*Source text*.
--*--
Publication at Faculty of Arts |
2014

Abstract

Expressive cultural practice of invoking ghostly female figure, most often called Bloody Mary, an important part of the folklore of children and adolescents in the West, represents a unique amalgamation of ritual practices, folk beliefs, and demonological narratives. This phenomenon, extensively studied by Western folklorists since the 1970s, is closely connected to a wider discourse of children and youth ghostlore, and interpreted as girl's ritual reflecting prepubescent menstrual anxiety, reflexion of process of ontological psychological development devoted to mastering emotion of fear of schoolchildren, or, in later adolescence, a reflection of archetypal self-development processes in Jungian sense.

The paper, using data documented during longitudinal field research of Czech contemporary folklore, presents the growing popularity of this expressive practice in Czech setting in the last fifteen years, starting with the late 1990s. Comparing the Czech situation with similar cultural processes analyzed in Sweden, Spain, and especially Russia, the paper describes the diffusion of this practice by global popular culture and its glocalization to suit peculiar Czech youth ghostlore inspired by historical personages.

Reflecting global, ever-shifting contemporary culture flows, especially changes in local realities of "ethnoscapes", "mediascapes" and "ideoscapes" during the 1990s, the practice of invoking Krvavá Mary seem to be both parallel and the transformation of local practices such as schoolchildren's spiritism and horror stories of the 1970s and 1980s.
--*--
*Given material*.

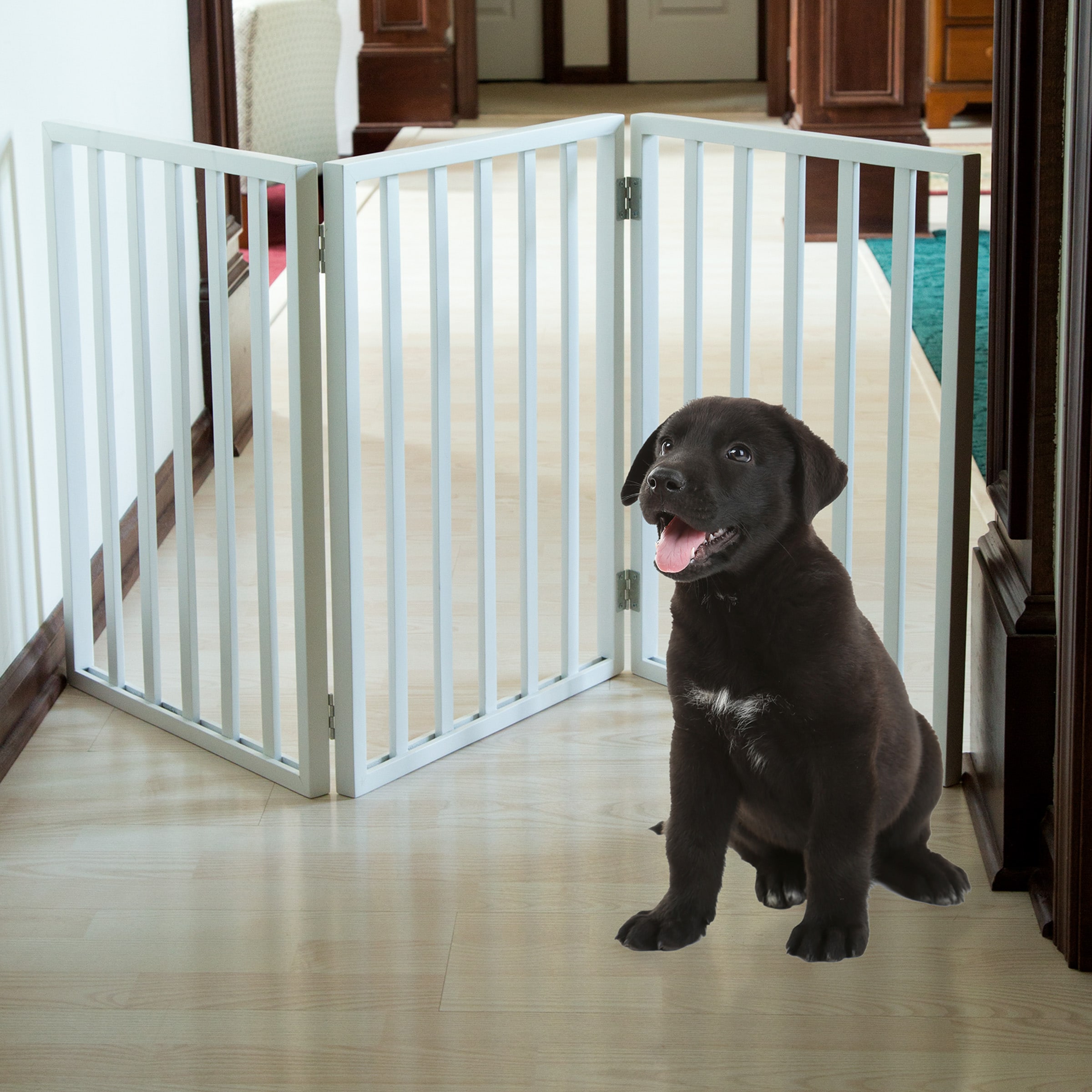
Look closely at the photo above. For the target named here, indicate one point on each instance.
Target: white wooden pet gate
--*--
*Exercise instructions*.
1. From the abstract on invoking Bloody Mary above the listing, quote the passage starting with "The paper, using" and going on through "1970s and 1980s.".
2. Render this sentence from the Bloody Mary abstract in Spanish: "The paper, using data documented during longitudinal field research of Czech contemporary folklore, presents the growing popularity of this expressive practice in Czech setting in the last fifteen years, starting with the late 1990s."

*Results*.
1.
The paper, using data documented during longitudinal field research of Czech contemporary folklore, presents the growing popularity of this expressive practice in Czech setting in the last fifteen years, starting with the late 1990s. Comparing the Czech situation with similar cultural processes analyzed in Sweden, Spain, and especially Russia, the paper describes the diffusion of this practice by global popular culture and its glocalization to suit peculiar Czech youth ghostlore inspired by historical personages.

Reflecting global, ever-shifting contemporary culture flows, especially changes in local realities of "ethnoscapes", "mediascapes" and "ideoscapes" during the 1990s, the practice of invoking Krvavá Mary seem to be both parallel and the transformation of local practices such as schoolchildren's spiritism and horror stories of the 1970s and 1980s.

2. El artículo, utilizando datos documentados durante una investigación de campo longitudinal sobre el folclore checo contemporáneo, presenta la creciente popularidad de esta práctica expresiva en el contexto checo en los últimos quince años, a partir de finales de la década de 1990.